• [Exercise goal]: What prison or probation term did the defendant receive, according to the appellate opinion?

• [Selected extract]:
————————

SUPERIOR COURT OF NEW JERSEY
APPELLATE DIVISION
A-4272-94T4
STATE OF NEW JERSEY,
Plaintiff-Respondent,
v.
ALBERTO RUIZ,
Defendant-Appellant.
___________________________________
Submitted December 5, 1995 - Decided December
26, 1995
Before Judges Dreier, Kestin and Cuff.
On appeal from the Superior Court, Law
Division, Monmouth County.
Susan L. Reisner, Public Defender, attorney for
appellant (Paul M. Klein, Deputy Public
Defender, of counsel and on the letter brief).
Deborah T. Poritz, Attorney General, attorney
for respondent (Robert E. Bonpietro, Deputy
Attorney General, of counsel and on the letter
brief).
The opinion of the court was delivered by
KESTIN, J.A.D.
Defendant was charged with two third degree crimes, possession
of cocaine and aggravated assault on a police officer, and with
fourth degree resisting arrest. After the trial court denied
defendant's motion to suppress evidence, defendant, pursuant to a
plea agreement, entered a retraxit plea of guilty to the possession
and aggravated assault charges along with a pending disorderly
persons charge for possessing marijuana. As agreed, the resisting
arrest charge was dismissed along with two other disorderly persons
charges. Defendant was sentenced to concurrent two-year
probationary terms. A $1,000 DEDR penalty was assessed along with
a $50 lab fee, aggregate VCCB penalties of $150, and a fine of
$1,250.
The only issue raised by defendant on appeal is:
WHERE POLICE HAD NO REASONABLE BASIS TO BELIEVE
THAT DEFENDANT WAS ENGAGED IN CRIMINAL
ACTIVITY, THE ATTEMPTED STOP AND SUBSEQUENT
CHASE OF DEFENDANT VIOLATED HIS RIGHT TO BE
FREE FROM UNREASONABLE SEARCHES AND SEIZURES.
(U.S. CONST., AMEND IV; N.J. CONST. (1947),
ART. I, PAR. 7). ACCORDINGLY, THE DECISION OF
THE TRIAL COURT DENYING DEFENDANT'S MOTION TO
SUPPRESS MUST BE REVERSED.

————————

[Rows from a pointing dataset]
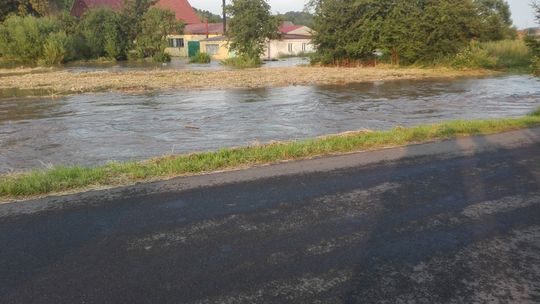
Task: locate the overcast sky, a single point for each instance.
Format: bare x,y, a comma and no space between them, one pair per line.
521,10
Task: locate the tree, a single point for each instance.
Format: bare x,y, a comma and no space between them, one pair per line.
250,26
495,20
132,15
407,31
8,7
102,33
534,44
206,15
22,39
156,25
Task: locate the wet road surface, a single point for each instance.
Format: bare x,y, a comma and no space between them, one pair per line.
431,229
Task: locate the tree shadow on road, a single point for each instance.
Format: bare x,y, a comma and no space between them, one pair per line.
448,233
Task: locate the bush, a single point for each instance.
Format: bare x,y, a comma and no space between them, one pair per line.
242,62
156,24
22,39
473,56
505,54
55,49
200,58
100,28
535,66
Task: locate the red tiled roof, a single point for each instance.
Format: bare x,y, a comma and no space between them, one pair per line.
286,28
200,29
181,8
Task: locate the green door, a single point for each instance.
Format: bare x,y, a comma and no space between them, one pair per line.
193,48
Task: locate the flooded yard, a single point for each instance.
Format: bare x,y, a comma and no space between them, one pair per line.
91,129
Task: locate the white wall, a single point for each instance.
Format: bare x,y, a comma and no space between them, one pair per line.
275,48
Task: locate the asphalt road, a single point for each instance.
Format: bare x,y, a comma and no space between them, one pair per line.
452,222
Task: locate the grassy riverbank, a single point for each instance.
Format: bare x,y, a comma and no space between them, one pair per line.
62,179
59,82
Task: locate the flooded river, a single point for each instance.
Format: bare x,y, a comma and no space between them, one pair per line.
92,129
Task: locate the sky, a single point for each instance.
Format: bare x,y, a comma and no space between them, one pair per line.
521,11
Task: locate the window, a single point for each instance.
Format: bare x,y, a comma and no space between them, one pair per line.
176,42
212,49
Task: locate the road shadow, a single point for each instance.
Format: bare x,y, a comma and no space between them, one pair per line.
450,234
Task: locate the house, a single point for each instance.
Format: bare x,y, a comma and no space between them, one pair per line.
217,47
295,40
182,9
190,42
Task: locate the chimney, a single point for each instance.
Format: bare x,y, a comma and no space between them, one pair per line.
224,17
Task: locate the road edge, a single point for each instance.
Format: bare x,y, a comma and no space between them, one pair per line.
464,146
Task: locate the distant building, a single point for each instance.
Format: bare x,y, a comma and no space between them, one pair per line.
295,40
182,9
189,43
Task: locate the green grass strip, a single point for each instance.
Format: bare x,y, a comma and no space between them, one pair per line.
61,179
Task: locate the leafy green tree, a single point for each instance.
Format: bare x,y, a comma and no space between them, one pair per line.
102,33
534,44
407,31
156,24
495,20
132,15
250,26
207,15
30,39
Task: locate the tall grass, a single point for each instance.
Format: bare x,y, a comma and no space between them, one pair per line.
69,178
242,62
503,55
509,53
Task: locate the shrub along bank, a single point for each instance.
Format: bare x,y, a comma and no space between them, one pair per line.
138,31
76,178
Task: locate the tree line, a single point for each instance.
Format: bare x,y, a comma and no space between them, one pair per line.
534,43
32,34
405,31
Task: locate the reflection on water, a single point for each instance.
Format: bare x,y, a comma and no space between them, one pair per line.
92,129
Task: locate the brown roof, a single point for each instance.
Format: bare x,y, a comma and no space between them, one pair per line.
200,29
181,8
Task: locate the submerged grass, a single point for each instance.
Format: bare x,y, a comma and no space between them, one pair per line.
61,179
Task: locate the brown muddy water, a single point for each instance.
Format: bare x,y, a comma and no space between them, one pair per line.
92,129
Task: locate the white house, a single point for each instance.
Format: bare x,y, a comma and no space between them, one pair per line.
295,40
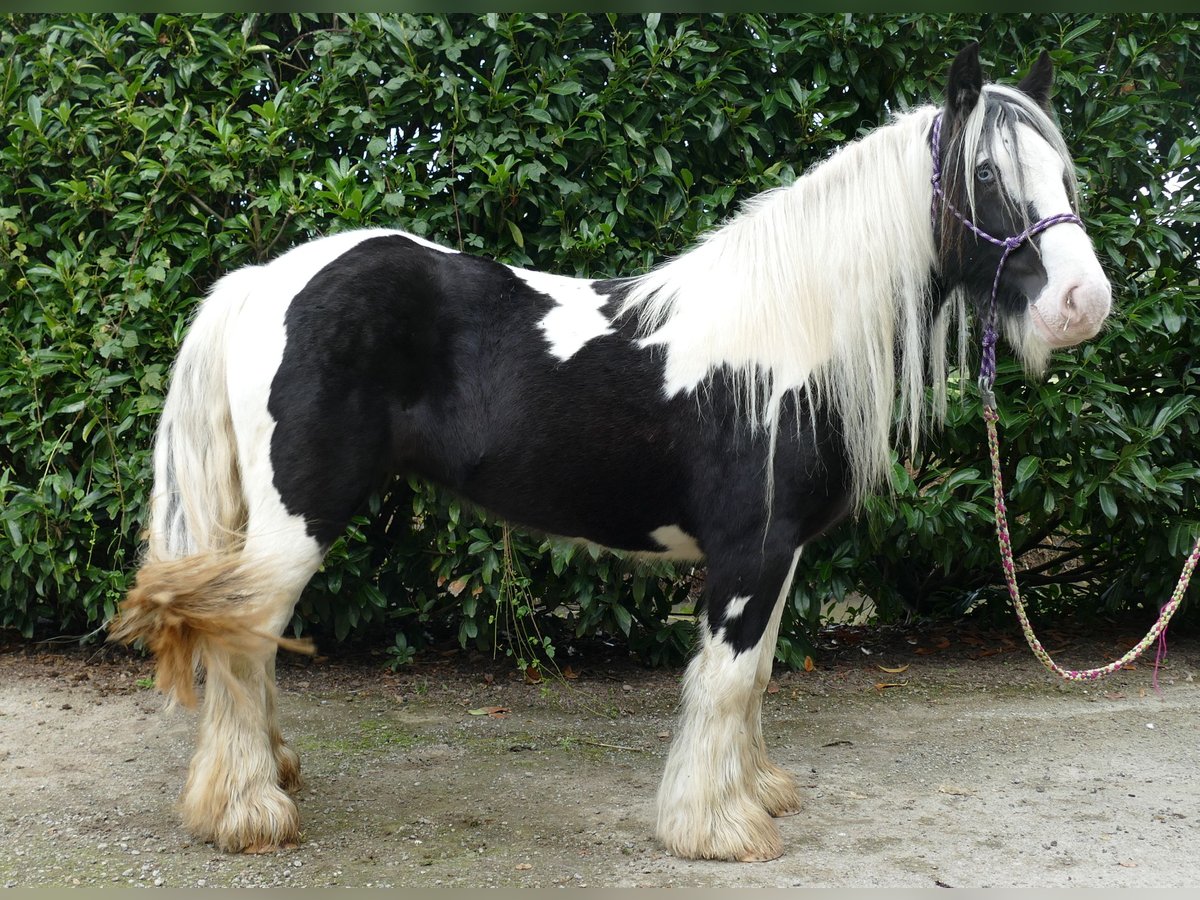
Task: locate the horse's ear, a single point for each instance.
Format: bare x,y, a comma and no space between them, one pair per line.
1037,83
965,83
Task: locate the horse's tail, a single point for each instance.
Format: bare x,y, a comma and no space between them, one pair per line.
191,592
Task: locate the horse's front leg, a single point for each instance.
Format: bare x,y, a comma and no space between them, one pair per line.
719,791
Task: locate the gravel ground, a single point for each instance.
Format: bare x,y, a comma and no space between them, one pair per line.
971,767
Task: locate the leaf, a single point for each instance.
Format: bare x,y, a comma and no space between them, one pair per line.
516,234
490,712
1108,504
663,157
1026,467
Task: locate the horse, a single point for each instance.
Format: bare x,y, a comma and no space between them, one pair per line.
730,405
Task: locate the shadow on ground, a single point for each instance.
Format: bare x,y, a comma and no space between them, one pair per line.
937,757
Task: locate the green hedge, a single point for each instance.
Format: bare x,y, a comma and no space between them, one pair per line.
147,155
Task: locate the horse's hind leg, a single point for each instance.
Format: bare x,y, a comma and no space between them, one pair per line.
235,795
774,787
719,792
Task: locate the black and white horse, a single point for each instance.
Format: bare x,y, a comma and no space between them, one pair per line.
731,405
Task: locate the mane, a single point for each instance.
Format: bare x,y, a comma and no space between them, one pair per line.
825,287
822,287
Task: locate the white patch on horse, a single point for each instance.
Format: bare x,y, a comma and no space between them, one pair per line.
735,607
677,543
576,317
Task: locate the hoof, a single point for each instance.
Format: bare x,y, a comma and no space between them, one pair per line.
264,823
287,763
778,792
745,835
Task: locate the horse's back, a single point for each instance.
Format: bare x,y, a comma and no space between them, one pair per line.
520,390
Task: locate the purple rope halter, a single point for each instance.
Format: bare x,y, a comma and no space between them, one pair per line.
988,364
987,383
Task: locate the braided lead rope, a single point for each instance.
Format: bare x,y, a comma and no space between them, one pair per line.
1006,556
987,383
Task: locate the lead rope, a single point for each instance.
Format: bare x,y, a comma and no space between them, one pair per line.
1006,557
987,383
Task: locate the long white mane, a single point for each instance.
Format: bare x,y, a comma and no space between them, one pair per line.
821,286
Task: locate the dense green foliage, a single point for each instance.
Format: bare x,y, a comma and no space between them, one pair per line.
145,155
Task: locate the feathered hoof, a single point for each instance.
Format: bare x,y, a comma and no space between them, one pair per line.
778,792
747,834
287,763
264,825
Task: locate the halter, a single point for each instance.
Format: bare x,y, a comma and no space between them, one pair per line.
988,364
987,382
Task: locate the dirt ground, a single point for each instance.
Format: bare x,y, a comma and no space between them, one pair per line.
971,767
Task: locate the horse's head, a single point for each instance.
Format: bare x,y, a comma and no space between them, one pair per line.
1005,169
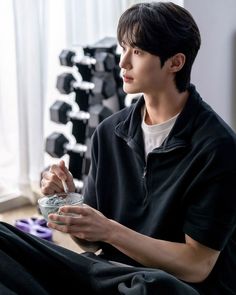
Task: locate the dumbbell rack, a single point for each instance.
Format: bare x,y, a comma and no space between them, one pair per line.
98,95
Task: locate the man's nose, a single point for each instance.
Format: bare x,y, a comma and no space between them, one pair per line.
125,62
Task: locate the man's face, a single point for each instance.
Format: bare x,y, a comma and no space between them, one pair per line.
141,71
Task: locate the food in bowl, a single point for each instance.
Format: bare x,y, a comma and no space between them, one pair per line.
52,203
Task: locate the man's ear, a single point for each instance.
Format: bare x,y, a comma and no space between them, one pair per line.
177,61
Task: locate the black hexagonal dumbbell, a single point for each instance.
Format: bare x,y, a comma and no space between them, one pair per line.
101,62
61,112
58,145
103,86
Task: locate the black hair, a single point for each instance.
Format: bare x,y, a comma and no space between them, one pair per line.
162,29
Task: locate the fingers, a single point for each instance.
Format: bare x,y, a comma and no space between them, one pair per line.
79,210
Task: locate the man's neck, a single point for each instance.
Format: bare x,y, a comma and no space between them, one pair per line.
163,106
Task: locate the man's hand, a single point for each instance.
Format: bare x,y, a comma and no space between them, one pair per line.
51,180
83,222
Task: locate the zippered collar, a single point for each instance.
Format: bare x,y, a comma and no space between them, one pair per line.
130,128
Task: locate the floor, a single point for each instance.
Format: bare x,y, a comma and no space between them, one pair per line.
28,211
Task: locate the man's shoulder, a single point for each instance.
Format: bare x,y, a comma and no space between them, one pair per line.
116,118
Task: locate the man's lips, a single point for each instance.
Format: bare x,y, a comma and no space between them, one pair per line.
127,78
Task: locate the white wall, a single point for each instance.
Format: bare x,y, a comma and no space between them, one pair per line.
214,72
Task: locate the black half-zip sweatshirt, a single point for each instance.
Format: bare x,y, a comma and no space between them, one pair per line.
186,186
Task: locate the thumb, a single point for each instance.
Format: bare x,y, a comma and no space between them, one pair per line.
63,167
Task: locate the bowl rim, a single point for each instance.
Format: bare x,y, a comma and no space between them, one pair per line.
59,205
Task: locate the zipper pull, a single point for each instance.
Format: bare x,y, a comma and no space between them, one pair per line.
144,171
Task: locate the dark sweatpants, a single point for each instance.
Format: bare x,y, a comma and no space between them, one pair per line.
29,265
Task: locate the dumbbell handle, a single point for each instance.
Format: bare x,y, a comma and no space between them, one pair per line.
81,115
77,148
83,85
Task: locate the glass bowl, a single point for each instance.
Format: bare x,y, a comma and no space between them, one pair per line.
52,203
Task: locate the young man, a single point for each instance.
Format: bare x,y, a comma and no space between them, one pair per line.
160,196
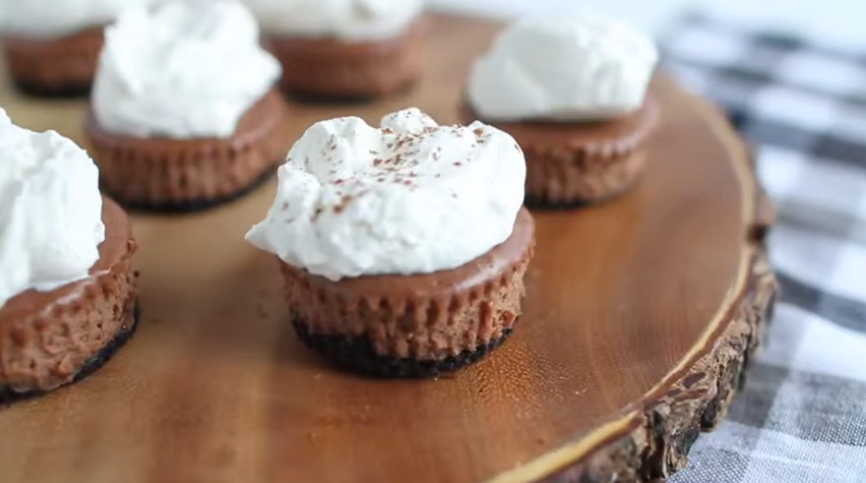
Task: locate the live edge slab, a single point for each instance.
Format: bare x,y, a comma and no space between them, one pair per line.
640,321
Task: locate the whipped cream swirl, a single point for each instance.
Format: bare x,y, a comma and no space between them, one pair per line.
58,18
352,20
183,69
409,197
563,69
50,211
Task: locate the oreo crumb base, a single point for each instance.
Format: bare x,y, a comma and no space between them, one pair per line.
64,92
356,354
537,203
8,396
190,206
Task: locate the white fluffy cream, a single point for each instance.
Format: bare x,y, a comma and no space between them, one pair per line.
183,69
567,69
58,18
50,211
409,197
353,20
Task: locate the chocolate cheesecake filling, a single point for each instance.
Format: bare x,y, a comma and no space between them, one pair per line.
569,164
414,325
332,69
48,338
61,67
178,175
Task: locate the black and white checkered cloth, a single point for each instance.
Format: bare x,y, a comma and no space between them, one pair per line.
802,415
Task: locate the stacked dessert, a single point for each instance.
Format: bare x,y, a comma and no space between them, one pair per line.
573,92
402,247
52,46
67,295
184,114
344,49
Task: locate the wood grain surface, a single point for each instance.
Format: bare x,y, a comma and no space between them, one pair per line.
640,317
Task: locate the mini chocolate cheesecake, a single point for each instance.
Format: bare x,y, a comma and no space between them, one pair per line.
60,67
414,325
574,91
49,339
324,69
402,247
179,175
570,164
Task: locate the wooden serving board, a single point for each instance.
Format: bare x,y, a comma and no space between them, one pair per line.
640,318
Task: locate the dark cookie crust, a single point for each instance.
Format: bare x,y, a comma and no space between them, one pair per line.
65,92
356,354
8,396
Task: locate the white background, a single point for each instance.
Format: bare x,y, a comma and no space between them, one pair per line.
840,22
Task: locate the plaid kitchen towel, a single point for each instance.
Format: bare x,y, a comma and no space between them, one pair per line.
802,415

————————

• [Result for this exercise]: Concurrent two-year probationary terms.